> Work to do
1. Translate into German this sentence from the bug #4913 thread: "Notice that the two rows seem entirely independent (different xmin)."
2. Write the next part of the bug #4913 thread, picking up right after its final line.

> Document segment
###

Re: BUG #4913: Row missing from primary key index

From
Tom Lane
Date:
Andrew Gierth <andrew@tao11.riddles.org.uk> writes:
> This was first reported on IRC and I spent a little time working with
> the OP trying to dig up info to suggest a cause; here is the relevent
> data (all provided by the OP at my request). I have not been able to
> suggest a possible cause based on this.

> shs=# select ctid,xmin,xmax,cmin,cmax,* from log_event where id = 15723018;
>     ctid    | xmin  | xmax | cmin | cmax |    id    | user_id |      ip       | action_id | object1_id | object2_id |
    event_timestamp        
>
------------+-------+------+------+------+----------+---------+---------------+-----------+------------+------------+----------------------------
>  (79844,13) | 16410 |    0 |    0 |    0 | 15723018 |       0 | 79.65.40.251  |         4 |      10145 |            |
2009-05-0913:47:48.68558 
>  (79870,70) | 16479 |    0 |    0 |    0 | 15723018 |       1 | 80.200.87.228 |         1 |            |            |
2009-05-0913:47:33.441668 
> (2 rows)

> Notice that the two rows seem entirely independent (different xmin).
> The OP stated that his app generally does single-row inserts (with
> some exceptions not relevent here); however, we found a nearby row
> which shares the xmin:

>  (79870,16)  | 16410 |    0 |    0 |    0 | 15722964 |       1 | 80.200.87.228   |         3 |        720 |
| 2009-05-09 13:41:53.099589 

How is the timestamp column generated?  I'm wondering what we can deduce
from the fact that the timestamps are all different.  It's evidently not
now().

One thing that seems odd is that the xids are kinda small.  Did the
system just recently have a wraparound event?

            regards, tom lane

Re: BUG #4913: Row missing from primary key index

From
Alvaro Herrera
Date:
Andrew Gierth wrote:
> >>>>> "Mathieu" == "Mathieu De Zutter" <mathieu@dezutter.org> writes:
>
>  Mathieu> I have a table log_event with a primary key on an integer
>  Mathieu> 'id', called log_event_pkey.
>
>  Mathieu> The tables contains a duplicate for id = 15723018. The
>  Mathieu> duplicate (note that besides the id, all data differs)
>  Mathieu> doesn't seem to be known by the index at all.
> [snip]
>
> This was first reported on IRC and I spent a little time working with
> the OP trying to dig up info to suggest a cause; here is the relevent
> data (all provided by the OP at my request). I have not been able to
> suggest a possible cause based on this.

###

> Given entries
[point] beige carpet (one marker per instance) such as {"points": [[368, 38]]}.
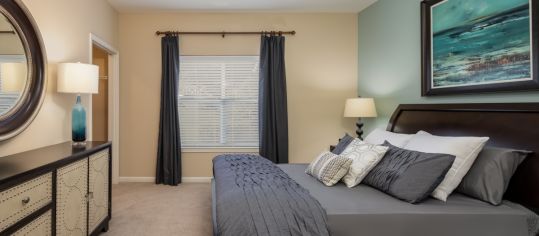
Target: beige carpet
{"points": [[149, 209]]}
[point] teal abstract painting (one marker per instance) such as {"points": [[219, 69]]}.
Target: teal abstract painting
{"points": [[478, 42]]}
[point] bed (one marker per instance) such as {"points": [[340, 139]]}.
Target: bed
{"points": [[366, 211]]}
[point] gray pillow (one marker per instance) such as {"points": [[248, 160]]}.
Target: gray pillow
{"points": [[490, 174], [343, 143], [409, 175]]}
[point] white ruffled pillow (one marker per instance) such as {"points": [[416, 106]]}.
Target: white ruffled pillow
{"points": [[465, 150], [364, 157]]}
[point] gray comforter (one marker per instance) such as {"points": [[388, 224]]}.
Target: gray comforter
{"points": [[255, 197]]}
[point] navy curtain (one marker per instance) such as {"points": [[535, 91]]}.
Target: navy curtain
{"points": [[273, 115], [169, 145]]}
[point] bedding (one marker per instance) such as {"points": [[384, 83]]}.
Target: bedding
{"points": [[364, 210], [490, 174], [409, 175], [364, 157], [255, 197], [379, 136], [329, 168], [343, 143], [465, 149]]}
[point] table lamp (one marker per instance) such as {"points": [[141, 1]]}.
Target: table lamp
{"points": [[360, 108], [78, 78]]}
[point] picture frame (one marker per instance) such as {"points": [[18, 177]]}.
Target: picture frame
{"points": [[451, 65]]}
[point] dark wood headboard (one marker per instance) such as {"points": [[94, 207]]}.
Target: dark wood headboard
{"points": [[508, 125]]}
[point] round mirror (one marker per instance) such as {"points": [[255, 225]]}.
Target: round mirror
{"points": [[22, 69], [13, 69]]}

###

> Expected results
1. Beachten Sie, dass die beiden Zeilen völlig unabhängig voneinander zu sein scheinen (unterschiedliches xmin).

2.
How are the event_timestamps generated?  If these come from the
transaction timestamp, it is even more weird that tuples seemingly
inserted by the same xmin have differing timestamps.

FWIW I think I've seen similar cases before.

--
Alvaro Herrera                                http://www.CommandPrompt.com/
The PostgreSQL Company - Command Prompt, Inc.

Re: BUG #4913: Row missing from primary key index

From
Andrew Gierth
Date:
>>>>> "Tom" == Tom Lane <tgl@sss.pgh.pa.us> writes:

 >> Notice that the two rows seem entirely independent (different
 >> xmin).  The OP stated that his app generally does single-row
 >> inserts (with some exceptions not relevent here); however, we
 >> found a nearby row which shares the xmin:

 Tom> How is the timestamp column generated?  I'm wondering what we
 Tom> can deduce from the fact that the timestamps are all different.
 Tom> It's evidently not now().

(answering this one since the OP has probably gone for the night)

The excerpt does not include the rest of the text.